Records from a data source
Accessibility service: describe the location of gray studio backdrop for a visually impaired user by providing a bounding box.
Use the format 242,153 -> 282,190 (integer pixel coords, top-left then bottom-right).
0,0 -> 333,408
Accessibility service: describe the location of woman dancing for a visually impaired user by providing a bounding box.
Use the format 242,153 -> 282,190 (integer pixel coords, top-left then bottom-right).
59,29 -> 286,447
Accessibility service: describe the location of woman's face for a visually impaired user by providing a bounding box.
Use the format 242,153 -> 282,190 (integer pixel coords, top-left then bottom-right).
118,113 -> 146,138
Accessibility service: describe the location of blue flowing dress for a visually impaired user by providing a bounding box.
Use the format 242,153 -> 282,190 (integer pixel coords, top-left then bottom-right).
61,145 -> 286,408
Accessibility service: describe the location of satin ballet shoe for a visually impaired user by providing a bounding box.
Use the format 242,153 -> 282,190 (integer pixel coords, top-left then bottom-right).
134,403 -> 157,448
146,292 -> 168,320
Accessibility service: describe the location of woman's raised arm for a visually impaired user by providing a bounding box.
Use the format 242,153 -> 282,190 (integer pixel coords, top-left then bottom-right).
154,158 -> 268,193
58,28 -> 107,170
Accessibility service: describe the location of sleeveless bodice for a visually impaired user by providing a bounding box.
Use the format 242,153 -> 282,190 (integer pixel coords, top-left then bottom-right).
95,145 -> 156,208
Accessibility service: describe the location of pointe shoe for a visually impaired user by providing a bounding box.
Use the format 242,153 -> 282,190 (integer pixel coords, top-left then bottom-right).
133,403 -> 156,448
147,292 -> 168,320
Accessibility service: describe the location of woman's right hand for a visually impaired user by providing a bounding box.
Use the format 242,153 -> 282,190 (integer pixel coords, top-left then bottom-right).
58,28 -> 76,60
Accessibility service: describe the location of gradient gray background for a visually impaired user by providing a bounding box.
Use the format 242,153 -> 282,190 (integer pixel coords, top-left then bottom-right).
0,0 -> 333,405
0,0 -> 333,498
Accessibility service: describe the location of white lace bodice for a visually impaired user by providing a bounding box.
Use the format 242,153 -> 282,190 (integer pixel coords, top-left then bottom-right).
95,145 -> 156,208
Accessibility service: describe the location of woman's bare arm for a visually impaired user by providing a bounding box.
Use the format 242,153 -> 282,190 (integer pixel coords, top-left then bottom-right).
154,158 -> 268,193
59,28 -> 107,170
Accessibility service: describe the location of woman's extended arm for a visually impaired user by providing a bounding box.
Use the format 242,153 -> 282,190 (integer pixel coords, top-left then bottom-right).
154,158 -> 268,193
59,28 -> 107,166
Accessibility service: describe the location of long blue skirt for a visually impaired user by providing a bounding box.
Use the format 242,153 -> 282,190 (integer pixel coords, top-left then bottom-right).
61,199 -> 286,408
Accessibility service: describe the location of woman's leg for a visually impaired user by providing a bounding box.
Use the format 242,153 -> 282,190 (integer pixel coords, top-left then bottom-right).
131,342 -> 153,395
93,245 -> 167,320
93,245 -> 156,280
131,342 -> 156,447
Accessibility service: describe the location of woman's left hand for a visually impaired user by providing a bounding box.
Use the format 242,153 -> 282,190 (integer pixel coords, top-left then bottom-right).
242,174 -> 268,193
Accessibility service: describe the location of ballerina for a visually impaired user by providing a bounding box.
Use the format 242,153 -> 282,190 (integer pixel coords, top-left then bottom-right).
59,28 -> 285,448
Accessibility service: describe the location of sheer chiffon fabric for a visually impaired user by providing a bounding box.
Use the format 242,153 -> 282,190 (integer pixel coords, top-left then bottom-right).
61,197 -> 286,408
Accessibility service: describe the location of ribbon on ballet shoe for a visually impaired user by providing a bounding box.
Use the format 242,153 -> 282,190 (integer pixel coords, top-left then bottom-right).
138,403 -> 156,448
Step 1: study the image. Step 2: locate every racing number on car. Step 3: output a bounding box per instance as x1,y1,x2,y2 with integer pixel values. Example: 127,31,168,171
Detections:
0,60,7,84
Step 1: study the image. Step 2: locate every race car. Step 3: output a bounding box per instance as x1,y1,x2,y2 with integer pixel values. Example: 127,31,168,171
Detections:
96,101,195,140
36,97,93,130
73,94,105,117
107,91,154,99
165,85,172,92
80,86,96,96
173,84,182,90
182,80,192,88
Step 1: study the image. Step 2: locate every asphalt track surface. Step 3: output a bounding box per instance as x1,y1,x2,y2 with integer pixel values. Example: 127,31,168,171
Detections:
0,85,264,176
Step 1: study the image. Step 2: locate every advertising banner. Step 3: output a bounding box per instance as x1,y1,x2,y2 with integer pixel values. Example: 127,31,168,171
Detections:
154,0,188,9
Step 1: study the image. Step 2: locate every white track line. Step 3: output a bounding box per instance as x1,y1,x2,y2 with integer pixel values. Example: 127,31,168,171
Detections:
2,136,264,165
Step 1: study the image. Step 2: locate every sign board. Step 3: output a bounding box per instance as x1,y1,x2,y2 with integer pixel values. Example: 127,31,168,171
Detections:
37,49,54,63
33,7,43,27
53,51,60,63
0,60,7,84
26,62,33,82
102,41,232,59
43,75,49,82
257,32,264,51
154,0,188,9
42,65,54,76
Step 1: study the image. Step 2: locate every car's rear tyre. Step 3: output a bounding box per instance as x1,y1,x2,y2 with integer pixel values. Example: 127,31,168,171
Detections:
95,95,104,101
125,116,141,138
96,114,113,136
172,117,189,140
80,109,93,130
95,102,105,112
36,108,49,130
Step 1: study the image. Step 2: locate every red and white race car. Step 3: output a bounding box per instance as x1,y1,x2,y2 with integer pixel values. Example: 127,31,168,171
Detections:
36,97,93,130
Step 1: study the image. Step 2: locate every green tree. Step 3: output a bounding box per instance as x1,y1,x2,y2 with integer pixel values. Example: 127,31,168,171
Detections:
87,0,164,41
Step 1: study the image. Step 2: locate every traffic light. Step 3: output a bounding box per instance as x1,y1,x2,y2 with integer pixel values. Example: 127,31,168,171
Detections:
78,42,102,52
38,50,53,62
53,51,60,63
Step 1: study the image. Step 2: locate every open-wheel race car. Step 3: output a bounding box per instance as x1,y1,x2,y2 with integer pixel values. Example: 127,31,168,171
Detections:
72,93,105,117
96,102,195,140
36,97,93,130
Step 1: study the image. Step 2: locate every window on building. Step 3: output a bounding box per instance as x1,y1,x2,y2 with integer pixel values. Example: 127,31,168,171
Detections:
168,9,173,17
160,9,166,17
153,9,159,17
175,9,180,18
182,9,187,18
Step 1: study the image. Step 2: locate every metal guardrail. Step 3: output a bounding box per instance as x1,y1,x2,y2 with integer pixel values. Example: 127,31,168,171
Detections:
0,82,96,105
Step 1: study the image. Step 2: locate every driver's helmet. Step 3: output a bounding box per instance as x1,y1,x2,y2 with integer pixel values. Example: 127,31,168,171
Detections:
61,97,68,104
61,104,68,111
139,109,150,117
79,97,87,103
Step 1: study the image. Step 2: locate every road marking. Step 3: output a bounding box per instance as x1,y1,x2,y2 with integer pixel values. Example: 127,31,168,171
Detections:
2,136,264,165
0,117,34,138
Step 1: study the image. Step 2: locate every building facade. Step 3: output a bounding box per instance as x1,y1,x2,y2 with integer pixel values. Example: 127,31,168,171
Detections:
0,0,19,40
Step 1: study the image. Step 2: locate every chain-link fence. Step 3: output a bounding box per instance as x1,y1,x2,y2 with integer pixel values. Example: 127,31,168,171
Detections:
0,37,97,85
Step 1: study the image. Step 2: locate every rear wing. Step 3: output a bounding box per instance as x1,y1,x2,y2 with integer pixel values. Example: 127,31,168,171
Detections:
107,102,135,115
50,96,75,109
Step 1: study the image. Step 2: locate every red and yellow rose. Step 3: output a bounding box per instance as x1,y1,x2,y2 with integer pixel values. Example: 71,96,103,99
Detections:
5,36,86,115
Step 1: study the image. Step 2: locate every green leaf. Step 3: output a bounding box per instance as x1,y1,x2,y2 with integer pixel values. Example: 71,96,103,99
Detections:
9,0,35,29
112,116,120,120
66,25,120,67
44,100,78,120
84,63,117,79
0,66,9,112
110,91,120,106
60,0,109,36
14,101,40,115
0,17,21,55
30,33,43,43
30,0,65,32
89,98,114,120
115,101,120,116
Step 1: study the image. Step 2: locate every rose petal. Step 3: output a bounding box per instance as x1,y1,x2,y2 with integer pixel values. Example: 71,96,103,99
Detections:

→ CHALLENGE: Adjust every bounding box coordinate in the answers by adding -134, and give all the lines again, requests included, from the start of the records through the line with "147,292 -> 168,320". Keep the numbers in the requests and their format samples as they are.

→ PROBLEM SOLUTION:
Accessibility service: describe the location of gray studio backdrop for a visually impaired user by providing a bounding box.
Use the format 242,153 -> 282,190 (integer pixel coords, top-left then bottom-right).
-134,-134 -> 199,274
Accessibility service: describe the location of woman dancing for a visually impaired user by providing a bounding box.
Use the format 242,153 -> 282,190 (integer pixel coords, top-left then bottom-right).
-75,-105 -> 152,313
Accessibility service: describe the location of woman's face for a visually impaired user by providing a bounding box.
Use the format 242,153 -> 282,190 (integer pixel coords, top-left then bottom-right).
-16,-21 -> 12,4
Accessibility service: describe the location of blue flowing dress for a visually impaired user by providing a bounding box.
Use the format 242,153 -> 282,190 (integer pixel coords, top-left then bottom-right).
-73,11 -> 152,274
Accessibility service: describe the location of satin ballet shoe for a visually impaired user by providing a bounding box.
Use the format 242,153 -> 282,190 (integer pixel coords, top-left then bottom-right).
0,269 -> 23,314
12,158 -> 34,186
Accessibility service: describe the location of woman's raised arm for a visually impaired user by providing a bounding box.
Use the format 242,153 -> 282,190 (integer pixel coords, top-left then bottom-right).
20,24 -> 134,59
-76,-106 -> -27,36
Accessibility service: describe the location of sleeveless bodice for a visually impaired user by providing a bounding box.
Use the format 242,153 -> 282,190 (integer pixel coords, top-left then bottom-right).
-39,11 -> 22,74
Accessibility service: describe the location of pointe shoe for a visually impaired user by providing a bounding box.
Use the format 242,153 -> 282,190 (integer pixel coords, top-left then bottom-right).
-1,269 -> 22,314
13,158 -> 34,186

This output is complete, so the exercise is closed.